■ ФРАГМЕНТ ДОКУМЕНТА:

<<<<

Сергею Мартинсону роль Вилли Поммера предложили без всяких проб, и тот с радостью согласился. Правда о столь любимой актёром эксцентриаде, «вирус» которой Мартинсон подхватил от своего учителя Всеволода Мейерхольда, пришлось забыть. Ну, пусть не забыть, но очень аккуратно дозировать. Наследник семейного дела Поммеров — большой любитель сидеть на двух стульях. С одной стороны, он — адъютант Руммельсбурга, особы приближенной к самому фюреру, и ему льстит это достаточно заметное положение. Но денег он жаждет куда сильнее, чем славы и почёта, а значит, коммерсант (или скорее, торгаш, ведь щетинная империя отнюдь не процветает) в нём одерживает верх над служакой.
Сложности возникли и с поиском актрисы на роль связной Фёдорова Лизы. Барнету непременно хотелось, чтобы она была красавицей — вот мол, какие женщины рисковали собой ради нашей победы! Борис Васильевич уже почти смирился с тем, что нужный типаж так и не сыщется. Но за пару часов до отхода киевского поезда, ему пришлось срочно ехать на студию подписывать какие-то документы по смете на картину, и в коридоре он увидел её — Елену Измайлову — пленительную миссис Уэлдон из только что вышедшего на экраны «Пятнадцатилетнего капитана». Кстати, один из упреков по адресу картины связан именно с ней. В фильме есть сцена, где Лиза и Алексей сидят на лавочке у реки и довольно органично изображают влюбленную пару, а при расставании прощаются за руку. Попадись они на глаза мало-мальски опытному немецкому разведчику, он наверняка пришел бы к выводу что тут что-то нечисто.

>>>>

■ ПОСТАВЛЕННАЯ ЗАДАЧА A: Воспроизведите без изменений отрывок из фрагмента о подборе актёров для фильма, начиная со слов «Сложности возникли и» и заканчивая словами «тут что-то нечисто.».
Фрагмент и перечень между собой никак не связаны.

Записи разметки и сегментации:
<<<<

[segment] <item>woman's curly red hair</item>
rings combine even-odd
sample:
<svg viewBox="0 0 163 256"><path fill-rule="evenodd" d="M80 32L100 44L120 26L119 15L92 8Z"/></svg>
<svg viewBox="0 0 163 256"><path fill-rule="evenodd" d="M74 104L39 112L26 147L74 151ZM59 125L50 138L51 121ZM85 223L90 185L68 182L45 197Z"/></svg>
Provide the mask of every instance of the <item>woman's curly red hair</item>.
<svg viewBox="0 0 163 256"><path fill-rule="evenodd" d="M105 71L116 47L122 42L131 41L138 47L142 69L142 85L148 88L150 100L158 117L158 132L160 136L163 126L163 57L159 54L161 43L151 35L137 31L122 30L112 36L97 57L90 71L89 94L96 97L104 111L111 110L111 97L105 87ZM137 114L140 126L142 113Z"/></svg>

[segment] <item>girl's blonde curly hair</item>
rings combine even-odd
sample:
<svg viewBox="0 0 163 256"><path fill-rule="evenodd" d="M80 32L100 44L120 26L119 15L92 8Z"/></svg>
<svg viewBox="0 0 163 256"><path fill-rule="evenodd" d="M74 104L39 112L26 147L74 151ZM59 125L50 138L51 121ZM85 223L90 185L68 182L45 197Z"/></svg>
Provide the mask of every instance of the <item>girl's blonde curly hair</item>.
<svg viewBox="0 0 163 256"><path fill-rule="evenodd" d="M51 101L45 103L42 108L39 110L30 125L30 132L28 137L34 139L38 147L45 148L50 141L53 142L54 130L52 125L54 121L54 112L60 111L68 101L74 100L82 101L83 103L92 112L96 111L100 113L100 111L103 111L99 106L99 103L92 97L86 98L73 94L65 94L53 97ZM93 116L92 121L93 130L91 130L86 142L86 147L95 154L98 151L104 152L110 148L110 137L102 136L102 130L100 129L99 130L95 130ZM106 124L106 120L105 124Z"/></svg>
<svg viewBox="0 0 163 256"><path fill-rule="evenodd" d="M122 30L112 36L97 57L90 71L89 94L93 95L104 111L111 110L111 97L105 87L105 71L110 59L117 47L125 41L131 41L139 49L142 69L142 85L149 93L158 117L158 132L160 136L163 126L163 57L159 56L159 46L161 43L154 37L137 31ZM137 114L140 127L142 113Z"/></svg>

>>>>

■ ПОСТАВЛЕННАЯ ЗАДАЧА B: Перепишите перечень как CSV с двумя столбцами «запрос» и «результат», начиная с его первой строки и заканчивая строкой с «71L116 47L122 42L131» включительно. Каждой паре отведите одну строку CSV, каждое значение поместите в одно поле в кавычках, переносы строк замените пробелами.

■ ПОЛНОЕ РЕШЕНИЕ A:
Сложности возникли и с поиском актрисы на роль связной Фёдорова Лизы. Барнету непременно хотелось, чтобы она была красавицей — вот мол, какие женщины рисковали собой ради нашей победы! Борис Васильевич уже почти смирился с тем, что нужный типаж так и не сыщется. Но за пару часов до отхода киевского поезда, ему пришлось срочно ехать на студию подписывать какие-то документы по смете на картину, и в коридоре он увидел её — Елену Измайлову — пленительную миссис Уэлдон из только что вышедшего на экраны «Пятнадцатилетнего капитана». Кстати, один из упреков по адресу картины связан именно с ней. В фильме есть сцена, где Лиза и Алексей сидят на лавочке у реки и довольно органично изображают влюбленную пару, а при расставании прощаются за руку. Попадись они на глаза мало-мальски опытному немецкому разведчику, он наверняка пришел бы к выводу что тут что-то нечисто.

■ ПОЛНОЕ РЕШЕНИЕ B:
запрос,результат
"[segment] <item>woman's curly red hair</item> rings combine even-odd sample: <svg viewBox=""0 0 163 256""><path fill-rule=""evenodd"" d=""M80 32L100 44L120 26L119 15L92 8Z""/></svg> <svg viewBox=""0 0 163 256""><path fill-rule=""evenodd"" d=""M74 104L39 112L26 147L74 151ZM59 125L50 138L51 121ZM85 223L90 185L68 182L45 197Z""/></svg> Provide the mask of every instance of the <item>woman's curly red hair</item>.","<svg viewBox=""0 0 163 256""><path fill-rule=""evenodd"" d=""M105 71L116 47L122 42L131 41L138 47L142 69L142 85L148 88L150 100L158 117L158 132L160 136L163 126L163 57L159 54L161 43L151 35L137 31L122 30L112 36L97 57L90 71L89 94L96 97L104 111L111 110L111 97L105 87ZM137 114L140 126L142 113Z""/></svg>"